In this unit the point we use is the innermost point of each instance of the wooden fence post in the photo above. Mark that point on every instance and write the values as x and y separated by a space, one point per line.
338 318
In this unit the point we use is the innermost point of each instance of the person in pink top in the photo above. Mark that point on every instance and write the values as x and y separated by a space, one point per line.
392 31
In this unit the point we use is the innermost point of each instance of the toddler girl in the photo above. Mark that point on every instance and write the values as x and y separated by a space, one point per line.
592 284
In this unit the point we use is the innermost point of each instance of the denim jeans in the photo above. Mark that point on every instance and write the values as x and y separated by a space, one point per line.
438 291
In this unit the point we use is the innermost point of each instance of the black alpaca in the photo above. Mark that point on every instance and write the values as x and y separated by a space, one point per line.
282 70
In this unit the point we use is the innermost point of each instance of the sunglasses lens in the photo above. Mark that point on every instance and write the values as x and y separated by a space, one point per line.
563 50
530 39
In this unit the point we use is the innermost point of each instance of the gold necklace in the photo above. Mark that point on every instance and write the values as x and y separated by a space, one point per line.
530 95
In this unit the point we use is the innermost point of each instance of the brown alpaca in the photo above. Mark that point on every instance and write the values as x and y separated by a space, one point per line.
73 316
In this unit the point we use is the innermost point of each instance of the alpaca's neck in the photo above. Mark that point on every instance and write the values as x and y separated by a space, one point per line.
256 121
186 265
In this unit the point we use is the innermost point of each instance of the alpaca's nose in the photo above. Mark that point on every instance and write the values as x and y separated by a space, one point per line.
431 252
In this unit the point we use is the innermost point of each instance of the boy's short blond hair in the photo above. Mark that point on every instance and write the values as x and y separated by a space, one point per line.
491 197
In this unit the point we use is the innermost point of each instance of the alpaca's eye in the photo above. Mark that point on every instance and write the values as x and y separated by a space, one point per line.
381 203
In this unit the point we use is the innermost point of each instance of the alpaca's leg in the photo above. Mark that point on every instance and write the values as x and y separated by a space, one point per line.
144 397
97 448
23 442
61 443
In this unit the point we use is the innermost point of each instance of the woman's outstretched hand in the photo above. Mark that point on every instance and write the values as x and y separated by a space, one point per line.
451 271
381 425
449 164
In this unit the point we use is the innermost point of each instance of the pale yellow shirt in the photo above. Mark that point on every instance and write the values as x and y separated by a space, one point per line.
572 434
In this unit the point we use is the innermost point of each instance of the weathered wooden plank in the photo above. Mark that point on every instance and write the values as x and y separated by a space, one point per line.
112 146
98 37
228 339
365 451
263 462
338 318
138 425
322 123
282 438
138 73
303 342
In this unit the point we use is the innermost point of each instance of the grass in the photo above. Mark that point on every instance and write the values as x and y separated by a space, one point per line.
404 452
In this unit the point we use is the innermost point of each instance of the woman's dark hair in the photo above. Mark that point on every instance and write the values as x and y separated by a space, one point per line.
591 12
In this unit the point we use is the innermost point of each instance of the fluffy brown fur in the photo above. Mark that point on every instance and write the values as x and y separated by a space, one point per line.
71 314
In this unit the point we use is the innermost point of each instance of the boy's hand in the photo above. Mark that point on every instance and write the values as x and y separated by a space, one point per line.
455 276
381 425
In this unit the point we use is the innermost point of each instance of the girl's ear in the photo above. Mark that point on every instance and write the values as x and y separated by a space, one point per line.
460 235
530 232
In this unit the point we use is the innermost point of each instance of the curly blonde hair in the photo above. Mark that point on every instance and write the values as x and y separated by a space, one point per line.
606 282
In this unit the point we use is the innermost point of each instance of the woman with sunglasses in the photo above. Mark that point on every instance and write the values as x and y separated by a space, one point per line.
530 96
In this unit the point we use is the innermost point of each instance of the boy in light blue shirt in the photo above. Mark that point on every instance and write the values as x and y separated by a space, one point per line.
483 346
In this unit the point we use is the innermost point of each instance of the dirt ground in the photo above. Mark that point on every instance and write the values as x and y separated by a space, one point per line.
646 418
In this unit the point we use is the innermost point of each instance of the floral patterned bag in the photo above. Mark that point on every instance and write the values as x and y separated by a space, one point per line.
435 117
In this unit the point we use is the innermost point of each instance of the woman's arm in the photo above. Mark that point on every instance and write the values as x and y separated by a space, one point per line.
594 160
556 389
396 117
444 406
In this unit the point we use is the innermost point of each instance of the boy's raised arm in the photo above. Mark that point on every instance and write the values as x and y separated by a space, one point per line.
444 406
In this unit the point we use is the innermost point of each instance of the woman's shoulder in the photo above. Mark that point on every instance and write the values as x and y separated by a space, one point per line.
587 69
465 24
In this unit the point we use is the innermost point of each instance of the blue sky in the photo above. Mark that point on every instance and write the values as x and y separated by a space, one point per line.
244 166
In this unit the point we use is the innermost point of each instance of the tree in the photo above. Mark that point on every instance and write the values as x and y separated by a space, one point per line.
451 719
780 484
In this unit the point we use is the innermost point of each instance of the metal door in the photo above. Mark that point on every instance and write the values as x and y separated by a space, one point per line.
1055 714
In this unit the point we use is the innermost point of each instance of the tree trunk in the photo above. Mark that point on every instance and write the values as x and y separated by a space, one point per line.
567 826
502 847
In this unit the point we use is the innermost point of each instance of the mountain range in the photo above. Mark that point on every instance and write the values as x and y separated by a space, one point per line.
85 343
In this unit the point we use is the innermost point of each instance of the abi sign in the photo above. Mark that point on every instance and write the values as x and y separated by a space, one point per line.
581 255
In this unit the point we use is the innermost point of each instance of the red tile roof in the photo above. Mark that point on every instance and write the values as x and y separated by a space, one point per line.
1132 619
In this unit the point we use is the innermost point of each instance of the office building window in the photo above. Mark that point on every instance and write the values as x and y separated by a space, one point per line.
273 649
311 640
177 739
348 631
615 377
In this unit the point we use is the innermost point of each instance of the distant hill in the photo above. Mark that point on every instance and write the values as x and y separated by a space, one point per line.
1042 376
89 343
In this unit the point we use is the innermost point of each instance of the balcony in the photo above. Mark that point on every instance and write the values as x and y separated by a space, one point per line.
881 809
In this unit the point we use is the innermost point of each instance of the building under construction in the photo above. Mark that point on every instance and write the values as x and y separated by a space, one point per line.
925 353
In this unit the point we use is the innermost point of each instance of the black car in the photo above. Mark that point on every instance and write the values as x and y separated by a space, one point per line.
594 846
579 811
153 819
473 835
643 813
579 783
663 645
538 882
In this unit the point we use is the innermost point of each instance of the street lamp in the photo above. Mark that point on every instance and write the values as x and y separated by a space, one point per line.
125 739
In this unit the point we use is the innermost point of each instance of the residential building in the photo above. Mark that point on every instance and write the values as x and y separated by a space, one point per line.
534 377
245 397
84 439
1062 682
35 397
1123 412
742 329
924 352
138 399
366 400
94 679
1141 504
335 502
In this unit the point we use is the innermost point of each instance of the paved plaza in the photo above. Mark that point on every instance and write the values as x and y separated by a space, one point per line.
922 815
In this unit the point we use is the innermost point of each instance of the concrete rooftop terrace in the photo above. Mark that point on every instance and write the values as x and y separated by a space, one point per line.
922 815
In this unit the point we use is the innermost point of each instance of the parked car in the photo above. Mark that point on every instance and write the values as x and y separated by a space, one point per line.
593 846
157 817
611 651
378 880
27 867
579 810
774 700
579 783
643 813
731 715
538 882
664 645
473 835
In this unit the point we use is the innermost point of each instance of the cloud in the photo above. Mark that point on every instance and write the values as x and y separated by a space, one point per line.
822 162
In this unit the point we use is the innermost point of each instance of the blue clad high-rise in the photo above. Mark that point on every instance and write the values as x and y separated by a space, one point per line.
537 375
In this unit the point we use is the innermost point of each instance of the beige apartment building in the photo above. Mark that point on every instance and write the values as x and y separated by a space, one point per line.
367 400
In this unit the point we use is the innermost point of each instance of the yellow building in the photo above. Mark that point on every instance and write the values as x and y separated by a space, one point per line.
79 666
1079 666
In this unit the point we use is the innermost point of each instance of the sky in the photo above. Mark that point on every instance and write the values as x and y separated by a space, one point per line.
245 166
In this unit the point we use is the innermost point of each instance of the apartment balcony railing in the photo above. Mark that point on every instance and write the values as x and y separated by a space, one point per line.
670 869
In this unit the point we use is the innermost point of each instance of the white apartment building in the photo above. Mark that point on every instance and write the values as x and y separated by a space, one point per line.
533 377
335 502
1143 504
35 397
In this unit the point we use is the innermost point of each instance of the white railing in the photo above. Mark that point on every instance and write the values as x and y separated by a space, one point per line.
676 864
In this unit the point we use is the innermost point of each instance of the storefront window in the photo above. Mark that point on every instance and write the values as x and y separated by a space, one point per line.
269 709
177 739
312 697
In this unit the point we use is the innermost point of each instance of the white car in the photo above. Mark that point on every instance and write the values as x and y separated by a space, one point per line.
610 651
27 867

____

- [INSTRUCTIONS TO FOLLOW]:
Print exactly the lines from the one with "of the storefront" through the end of the data, inclusive.

- [COMPLETE RESPONSE]:
In this unit the point we use is the innermost point of each instance of the storefront window in the photo above. Mark that point on every instance and write the values as x and y separated by a space, one point per line.
269 709
177 739
312 697
In this unit the point we use is the innermost point of each instance of the white car in the photo above. Mark that point on every instance and write the values as x and y separated by a space, one point per line.
610 651
27 867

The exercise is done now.